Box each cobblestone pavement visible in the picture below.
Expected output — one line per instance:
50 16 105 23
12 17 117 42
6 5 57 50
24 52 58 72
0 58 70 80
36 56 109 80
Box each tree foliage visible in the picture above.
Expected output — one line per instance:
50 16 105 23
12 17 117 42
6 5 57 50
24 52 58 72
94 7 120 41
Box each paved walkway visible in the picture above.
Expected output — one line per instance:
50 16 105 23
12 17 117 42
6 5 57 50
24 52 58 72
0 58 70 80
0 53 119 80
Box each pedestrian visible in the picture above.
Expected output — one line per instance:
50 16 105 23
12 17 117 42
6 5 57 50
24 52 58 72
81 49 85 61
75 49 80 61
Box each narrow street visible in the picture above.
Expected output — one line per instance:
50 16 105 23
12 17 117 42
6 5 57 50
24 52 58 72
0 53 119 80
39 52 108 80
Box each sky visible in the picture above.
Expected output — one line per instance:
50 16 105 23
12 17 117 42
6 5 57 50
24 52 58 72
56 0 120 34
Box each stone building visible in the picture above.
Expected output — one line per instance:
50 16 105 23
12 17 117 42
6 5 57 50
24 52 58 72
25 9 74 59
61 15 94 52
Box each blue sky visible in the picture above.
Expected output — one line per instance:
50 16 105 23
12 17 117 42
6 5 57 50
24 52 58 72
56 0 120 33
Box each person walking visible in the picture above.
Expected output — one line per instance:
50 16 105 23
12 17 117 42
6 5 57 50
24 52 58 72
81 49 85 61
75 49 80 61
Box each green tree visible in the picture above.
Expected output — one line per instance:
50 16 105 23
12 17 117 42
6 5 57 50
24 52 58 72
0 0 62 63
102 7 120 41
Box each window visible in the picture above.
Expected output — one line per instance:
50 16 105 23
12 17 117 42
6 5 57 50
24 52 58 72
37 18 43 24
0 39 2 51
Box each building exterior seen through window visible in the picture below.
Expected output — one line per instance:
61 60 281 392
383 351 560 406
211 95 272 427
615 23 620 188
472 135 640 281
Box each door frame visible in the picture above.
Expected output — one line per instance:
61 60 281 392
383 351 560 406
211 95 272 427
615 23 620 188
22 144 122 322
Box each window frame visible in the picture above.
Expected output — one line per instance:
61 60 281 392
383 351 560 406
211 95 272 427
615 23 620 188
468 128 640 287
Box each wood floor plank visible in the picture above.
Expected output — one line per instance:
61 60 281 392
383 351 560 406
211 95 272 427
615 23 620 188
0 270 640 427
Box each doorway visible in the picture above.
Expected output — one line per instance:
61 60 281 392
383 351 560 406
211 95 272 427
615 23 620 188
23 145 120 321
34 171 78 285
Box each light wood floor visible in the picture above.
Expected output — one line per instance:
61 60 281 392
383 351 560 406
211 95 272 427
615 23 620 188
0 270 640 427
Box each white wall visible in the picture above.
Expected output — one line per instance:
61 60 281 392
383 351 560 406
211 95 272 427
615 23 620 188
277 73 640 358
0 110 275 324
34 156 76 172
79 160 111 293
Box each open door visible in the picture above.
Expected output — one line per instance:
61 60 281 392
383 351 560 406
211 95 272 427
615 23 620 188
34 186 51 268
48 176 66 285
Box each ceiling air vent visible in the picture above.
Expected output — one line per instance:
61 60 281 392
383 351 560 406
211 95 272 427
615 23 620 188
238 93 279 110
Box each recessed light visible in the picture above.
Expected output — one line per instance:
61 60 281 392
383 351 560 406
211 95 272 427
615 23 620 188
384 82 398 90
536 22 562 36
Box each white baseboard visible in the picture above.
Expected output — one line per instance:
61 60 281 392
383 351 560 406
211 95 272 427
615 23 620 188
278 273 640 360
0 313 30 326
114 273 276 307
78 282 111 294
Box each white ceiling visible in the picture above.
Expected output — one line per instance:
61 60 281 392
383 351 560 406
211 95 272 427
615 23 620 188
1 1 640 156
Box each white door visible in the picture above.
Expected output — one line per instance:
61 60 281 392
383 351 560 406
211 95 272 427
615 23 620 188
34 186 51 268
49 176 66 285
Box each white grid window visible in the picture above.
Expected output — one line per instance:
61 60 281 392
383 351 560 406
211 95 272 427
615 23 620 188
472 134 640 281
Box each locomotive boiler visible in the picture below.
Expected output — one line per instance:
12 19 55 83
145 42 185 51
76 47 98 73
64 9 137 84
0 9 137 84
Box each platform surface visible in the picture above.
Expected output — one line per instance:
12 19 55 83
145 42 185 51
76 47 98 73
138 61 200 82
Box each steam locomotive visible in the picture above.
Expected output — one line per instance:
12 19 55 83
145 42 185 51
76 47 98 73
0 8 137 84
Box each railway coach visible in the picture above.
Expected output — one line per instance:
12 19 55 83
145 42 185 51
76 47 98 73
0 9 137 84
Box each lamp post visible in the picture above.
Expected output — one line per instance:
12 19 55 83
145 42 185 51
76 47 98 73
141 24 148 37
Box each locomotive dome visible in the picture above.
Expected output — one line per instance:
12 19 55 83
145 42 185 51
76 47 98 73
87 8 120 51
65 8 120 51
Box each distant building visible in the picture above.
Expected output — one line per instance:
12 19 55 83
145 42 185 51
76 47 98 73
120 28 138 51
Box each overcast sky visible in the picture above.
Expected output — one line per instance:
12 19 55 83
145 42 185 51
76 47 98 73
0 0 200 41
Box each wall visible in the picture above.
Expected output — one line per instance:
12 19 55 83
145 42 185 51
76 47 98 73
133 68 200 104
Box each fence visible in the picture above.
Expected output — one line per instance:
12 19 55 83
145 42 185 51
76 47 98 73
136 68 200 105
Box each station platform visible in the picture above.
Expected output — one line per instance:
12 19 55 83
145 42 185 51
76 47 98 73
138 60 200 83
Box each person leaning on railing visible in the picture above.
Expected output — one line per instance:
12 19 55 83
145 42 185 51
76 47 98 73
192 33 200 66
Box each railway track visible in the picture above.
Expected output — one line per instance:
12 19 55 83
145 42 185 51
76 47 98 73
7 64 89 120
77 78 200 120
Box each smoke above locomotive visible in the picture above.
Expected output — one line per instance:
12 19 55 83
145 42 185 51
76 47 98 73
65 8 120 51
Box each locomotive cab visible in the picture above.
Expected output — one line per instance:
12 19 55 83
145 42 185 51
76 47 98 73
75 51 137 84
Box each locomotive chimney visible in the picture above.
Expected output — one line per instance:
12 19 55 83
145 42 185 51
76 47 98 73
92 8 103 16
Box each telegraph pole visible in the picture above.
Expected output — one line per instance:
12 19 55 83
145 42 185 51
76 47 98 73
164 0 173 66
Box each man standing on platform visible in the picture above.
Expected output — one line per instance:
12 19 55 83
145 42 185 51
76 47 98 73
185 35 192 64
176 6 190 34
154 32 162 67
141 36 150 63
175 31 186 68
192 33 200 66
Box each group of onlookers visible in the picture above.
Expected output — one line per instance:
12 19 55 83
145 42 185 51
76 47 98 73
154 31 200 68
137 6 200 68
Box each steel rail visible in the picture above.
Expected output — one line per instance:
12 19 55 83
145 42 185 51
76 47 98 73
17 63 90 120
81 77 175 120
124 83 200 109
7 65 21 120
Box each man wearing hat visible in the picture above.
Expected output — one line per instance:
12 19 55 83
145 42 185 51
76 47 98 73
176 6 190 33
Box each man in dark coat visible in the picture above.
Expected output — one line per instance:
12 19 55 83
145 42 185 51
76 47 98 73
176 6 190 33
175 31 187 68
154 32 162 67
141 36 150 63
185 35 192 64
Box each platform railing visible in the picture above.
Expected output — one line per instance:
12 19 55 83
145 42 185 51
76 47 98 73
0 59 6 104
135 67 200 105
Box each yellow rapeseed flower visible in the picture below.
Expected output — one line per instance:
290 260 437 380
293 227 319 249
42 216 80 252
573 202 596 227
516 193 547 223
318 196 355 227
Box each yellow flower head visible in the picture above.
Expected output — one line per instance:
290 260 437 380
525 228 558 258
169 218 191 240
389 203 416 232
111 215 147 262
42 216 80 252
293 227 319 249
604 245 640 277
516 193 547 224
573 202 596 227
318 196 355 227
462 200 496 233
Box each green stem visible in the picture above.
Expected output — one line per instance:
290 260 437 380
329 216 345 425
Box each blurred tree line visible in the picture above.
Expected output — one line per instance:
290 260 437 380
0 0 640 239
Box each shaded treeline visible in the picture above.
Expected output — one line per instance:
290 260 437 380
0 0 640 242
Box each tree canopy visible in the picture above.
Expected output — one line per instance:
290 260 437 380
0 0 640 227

:::

_Given instruction_.
Rewrite the lines from the one containing "Box each wall visible in the picture above." through the one containing "77 78 200 120", both included, as a JSON list of strings with one string per line and no blank lines.

_Solution for this task_.
[
  "Box each wall visible in the picture above.",
  "Expected output — one line per instance:",
  "12 19 55 83",
  "145 42 185 51",
  "76 47 98 73",
  "133 68 200 104",
  "Box each fence visible in the picture above.",
  "Expected output — one line per instance:",
  "12 19 55 83",
  "145 42 185 51",
  "76 47 98 73",
  "136 68 200 105",
  "Box each station platform visible in the picture above.",
  "Expected output — one line per instance:",
  "12 19 55 83",
  "145 42 185 51",
  "76 47 98 73",
  "138 60 200 83",
  "Box each person leaning on railing visible in the picture above.",
  "Expected output — one line per instance:",
  "12 19 55 83",
  "145 42 185 51",
  "76 47 98 73",
  "192 33 200 66",
  "Box each railway track visible in the picture above.",
  "Expected output — one line per instance:",
  "12 19 55 83",
  "145 42 185 51",
  "76 47 98 73",
  "7 64 89 120",
  "77 78 200 120"
]